EXERCISES:
a) Reproduce the lung cancer risk factor list, beginning at the words "- Smoking: Smoking" and stopping after "causes lung cancer.", and swap "cigarettes" for "cigars".
b) According to the lung cancer text, what does uranium in soil, water, and rock become when it breaks down naturally?

SOURCE DOCUMENT:
*** Begin section ***

How can Lung Cancer be diagnosed early?
With such light and common symptoms, it is challenging to know whether you have lung cancer or another illness. You can, however, be vigilant of some risk factors that could lead to lung cancer.
- Smoking: Smoking is the foremost cause of lung cancer. The risk of lung cancer increases depending on the number of cigarettes you smoke in a day.
- Second-Hand Smoke: Exposure to smoke due to proximity to smokers is another factor that causes lung cancer.
- Radiation Therapy: A previous occurrence of radiation therapy to treat cancer might lead to lung cancer.
- Family History: Having a history of lung cancer in the immediate family of parents or siblings increases the chances of getting diagnosed with the disease.
- Exposure to Pollutants: Long term exposure to harmful carcinogenic substances like asbestos, arsenic, and others by way of work could lead to lung cancer.
- Exposure to Radon Gas: When uranium in the soil, water, and rock breaks down naturally, it becomes radon gas. A large quantity of radon in the air becomes unsafe to breathe. This could lead to lung cancer.
The symptoms of lung cancer, when combined with any of these risk factors, is a cause for concern, and should be diagnosed by a qualified medical professional.

*** End section ***

PROVIDED RECORDS:

*** Begin section ***

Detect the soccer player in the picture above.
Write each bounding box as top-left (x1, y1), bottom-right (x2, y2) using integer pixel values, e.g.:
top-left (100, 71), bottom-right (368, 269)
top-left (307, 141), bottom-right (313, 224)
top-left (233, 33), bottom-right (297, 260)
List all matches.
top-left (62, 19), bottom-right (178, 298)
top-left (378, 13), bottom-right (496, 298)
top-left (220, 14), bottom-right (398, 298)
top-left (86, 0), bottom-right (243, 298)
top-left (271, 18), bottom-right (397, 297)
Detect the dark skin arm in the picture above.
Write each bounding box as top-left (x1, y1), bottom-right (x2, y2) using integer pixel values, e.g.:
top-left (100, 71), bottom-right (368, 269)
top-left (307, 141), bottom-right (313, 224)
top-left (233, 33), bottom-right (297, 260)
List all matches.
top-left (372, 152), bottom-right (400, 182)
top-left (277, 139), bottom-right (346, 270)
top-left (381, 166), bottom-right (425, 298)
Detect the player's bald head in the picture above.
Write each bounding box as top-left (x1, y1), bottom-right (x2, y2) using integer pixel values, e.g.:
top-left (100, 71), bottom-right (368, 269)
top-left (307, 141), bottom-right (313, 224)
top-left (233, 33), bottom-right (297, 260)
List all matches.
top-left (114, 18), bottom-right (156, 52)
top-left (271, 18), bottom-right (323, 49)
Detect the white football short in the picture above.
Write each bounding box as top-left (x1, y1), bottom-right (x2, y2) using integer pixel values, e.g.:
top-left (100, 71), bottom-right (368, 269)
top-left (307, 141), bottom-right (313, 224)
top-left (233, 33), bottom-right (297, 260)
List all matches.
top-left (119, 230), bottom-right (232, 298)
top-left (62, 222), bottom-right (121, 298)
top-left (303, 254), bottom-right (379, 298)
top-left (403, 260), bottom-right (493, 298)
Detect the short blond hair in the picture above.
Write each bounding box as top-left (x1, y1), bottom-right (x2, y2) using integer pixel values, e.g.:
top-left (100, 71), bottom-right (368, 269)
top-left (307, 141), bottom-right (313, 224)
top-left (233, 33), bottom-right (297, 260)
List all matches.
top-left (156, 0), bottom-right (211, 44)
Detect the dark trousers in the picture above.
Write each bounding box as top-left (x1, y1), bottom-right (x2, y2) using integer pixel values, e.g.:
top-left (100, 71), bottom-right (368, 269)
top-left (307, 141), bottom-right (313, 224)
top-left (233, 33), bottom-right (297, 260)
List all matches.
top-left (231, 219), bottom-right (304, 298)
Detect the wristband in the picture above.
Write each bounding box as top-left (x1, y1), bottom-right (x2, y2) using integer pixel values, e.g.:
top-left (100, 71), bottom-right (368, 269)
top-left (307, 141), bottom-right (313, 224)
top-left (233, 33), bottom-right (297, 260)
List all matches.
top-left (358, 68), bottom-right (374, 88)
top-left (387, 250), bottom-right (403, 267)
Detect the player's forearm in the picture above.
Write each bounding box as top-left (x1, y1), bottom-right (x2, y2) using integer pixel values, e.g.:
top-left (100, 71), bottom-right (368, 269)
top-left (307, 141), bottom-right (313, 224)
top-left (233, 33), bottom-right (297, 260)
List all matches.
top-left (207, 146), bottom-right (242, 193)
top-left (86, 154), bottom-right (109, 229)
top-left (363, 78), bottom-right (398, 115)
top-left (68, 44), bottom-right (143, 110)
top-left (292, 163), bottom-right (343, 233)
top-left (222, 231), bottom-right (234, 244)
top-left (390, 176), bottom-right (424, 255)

*** End section ***

RESULTS IN ORDER:
a)
- Smoking: Smoking is the foremost cause of lung cancer. The risk of lung cancer increases depending on the number of cigars you smoke in a day.
- Second-Hand Smoke: Exposure to smoke due to proximity to smokers is another factor that causes lung cancer.

b) It becomes radon gas.